--- Written instruction ---
Please give the number of lines in the records below that contain the string "metal", counting only matches with the same case, and reply with that number alone.

--- Available records ---
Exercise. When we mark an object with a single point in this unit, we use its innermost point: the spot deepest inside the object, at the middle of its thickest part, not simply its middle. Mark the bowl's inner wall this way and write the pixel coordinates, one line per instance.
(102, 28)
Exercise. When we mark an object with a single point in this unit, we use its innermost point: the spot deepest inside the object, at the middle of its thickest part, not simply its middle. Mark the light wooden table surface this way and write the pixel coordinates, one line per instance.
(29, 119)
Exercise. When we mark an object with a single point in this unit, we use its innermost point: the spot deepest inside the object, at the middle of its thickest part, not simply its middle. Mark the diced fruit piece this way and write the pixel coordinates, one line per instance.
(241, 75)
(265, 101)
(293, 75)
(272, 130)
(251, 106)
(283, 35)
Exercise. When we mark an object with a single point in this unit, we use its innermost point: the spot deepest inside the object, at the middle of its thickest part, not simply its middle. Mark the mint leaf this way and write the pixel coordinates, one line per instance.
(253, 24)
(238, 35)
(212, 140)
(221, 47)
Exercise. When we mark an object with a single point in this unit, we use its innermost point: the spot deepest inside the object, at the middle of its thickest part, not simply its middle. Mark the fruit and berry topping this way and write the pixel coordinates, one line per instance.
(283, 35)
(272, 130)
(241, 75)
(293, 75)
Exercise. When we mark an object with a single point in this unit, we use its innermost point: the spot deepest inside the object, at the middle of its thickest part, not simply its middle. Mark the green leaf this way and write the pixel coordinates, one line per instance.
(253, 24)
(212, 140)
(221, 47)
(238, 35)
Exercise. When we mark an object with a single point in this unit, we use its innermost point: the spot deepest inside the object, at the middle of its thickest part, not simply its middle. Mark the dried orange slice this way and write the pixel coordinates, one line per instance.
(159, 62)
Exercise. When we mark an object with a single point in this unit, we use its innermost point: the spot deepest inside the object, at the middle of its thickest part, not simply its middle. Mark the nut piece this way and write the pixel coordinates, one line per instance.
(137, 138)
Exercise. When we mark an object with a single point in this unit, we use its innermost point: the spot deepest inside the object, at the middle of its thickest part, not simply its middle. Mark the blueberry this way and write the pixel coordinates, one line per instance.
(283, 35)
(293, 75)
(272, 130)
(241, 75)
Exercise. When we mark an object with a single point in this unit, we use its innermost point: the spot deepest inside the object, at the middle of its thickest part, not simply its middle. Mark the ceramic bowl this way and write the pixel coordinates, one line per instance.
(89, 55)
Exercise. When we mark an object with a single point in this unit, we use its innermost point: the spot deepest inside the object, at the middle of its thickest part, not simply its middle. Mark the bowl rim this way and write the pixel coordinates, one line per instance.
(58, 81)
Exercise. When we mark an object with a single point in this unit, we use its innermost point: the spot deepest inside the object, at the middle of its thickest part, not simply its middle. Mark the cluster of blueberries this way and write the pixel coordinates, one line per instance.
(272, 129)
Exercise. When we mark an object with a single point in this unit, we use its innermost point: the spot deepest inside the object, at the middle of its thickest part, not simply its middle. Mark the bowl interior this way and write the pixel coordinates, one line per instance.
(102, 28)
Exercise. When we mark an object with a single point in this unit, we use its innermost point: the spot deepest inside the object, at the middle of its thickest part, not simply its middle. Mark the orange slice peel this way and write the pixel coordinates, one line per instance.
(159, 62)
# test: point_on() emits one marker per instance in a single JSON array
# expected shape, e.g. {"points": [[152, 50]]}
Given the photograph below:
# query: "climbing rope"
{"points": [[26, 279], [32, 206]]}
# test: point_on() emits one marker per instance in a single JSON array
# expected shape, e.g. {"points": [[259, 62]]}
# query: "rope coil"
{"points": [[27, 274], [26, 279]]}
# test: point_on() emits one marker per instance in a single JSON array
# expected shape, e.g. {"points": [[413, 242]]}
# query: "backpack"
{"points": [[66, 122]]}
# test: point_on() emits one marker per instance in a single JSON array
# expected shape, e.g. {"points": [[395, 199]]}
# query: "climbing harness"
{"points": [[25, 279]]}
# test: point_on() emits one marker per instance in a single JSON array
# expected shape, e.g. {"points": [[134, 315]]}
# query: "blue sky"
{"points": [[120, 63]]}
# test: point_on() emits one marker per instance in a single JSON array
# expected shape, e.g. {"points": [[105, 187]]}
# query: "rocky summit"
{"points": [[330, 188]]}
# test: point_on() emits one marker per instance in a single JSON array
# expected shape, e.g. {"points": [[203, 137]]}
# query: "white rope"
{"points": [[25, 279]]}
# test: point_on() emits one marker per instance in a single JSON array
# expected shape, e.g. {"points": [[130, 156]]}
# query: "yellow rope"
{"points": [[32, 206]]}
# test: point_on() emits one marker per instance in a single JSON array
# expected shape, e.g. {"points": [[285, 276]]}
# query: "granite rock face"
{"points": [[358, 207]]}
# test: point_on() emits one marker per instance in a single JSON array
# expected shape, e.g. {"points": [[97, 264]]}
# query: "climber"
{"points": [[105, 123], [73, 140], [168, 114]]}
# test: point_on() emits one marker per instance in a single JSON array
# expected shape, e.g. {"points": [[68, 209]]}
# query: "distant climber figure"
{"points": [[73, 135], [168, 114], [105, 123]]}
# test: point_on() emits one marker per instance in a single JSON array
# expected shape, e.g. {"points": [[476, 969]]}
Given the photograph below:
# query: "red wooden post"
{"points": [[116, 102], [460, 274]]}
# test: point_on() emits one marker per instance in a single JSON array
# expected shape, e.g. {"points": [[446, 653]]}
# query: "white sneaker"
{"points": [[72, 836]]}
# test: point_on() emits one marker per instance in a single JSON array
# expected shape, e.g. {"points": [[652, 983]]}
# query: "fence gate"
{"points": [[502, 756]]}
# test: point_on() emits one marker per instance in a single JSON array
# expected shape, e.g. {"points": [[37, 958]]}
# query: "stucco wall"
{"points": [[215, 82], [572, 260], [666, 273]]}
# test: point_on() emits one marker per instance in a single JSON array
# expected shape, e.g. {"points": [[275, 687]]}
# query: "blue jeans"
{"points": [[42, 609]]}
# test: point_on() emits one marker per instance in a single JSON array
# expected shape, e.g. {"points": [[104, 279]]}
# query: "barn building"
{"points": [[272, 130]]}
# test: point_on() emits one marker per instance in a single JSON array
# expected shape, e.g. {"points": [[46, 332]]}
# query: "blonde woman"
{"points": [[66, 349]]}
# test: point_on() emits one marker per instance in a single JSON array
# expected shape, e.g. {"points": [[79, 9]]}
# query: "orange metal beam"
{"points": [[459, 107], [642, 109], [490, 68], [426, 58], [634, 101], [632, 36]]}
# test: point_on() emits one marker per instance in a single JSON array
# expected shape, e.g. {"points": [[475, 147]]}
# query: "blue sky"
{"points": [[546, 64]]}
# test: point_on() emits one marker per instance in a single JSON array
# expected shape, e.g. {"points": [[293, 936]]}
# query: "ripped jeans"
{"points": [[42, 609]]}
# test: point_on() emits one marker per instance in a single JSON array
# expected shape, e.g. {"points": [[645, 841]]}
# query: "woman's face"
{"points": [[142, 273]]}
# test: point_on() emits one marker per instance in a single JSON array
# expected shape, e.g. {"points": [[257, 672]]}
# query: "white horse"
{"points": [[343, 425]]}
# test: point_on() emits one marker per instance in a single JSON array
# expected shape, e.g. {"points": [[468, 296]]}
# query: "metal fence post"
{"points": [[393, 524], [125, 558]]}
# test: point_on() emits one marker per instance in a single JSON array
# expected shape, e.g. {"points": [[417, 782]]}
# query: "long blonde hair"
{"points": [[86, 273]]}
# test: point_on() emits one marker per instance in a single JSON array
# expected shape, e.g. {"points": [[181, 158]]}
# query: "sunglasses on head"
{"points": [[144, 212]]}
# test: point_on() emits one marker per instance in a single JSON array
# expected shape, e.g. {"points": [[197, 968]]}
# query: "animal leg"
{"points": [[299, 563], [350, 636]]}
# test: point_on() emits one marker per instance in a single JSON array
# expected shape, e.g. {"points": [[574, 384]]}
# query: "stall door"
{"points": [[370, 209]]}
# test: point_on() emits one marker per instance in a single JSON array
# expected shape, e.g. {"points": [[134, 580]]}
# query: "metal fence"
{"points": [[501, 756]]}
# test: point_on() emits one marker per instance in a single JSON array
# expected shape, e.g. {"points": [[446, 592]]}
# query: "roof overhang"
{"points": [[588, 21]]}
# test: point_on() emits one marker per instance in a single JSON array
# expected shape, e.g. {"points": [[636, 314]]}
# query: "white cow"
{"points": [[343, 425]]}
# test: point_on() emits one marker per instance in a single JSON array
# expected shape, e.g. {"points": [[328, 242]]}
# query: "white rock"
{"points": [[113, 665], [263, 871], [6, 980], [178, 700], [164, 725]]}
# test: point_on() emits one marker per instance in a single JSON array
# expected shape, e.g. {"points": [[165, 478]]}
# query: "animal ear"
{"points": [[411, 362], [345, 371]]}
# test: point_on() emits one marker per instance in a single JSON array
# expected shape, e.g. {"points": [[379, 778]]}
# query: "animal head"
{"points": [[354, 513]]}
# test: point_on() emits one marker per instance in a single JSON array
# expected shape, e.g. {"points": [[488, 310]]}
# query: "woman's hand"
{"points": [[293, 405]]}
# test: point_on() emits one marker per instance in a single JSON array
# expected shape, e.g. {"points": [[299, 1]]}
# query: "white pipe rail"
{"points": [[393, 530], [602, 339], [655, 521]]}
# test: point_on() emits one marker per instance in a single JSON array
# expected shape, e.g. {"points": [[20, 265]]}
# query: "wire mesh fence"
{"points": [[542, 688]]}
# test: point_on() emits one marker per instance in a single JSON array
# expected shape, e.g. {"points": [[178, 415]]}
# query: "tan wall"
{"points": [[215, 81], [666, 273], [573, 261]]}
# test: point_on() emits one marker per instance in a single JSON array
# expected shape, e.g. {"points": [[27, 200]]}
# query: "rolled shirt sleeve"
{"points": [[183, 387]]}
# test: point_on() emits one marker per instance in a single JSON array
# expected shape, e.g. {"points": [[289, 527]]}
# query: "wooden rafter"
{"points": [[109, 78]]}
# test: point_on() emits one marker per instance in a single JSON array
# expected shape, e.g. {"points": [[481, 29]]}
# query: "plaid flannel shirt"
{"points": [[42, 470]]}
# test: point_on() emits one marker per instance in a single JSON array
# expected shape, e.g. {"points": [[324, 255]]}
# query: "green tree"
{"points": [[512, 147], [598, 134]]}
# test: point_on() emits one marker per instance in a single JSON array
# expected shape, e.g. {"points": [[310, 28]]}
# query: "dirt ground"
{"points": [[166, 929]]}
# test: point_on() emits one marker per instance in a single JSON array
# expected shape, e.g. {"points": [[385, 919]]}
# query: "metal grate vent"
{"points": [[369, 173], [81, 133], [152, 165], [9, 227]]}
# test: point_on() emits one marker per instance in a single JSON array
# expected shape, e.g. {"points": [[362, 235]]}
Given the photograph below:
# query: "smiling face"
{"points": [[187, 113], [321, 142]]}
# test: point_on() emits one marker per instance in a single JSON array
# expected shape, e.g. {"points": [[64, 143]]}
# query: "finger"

--- In response ---
4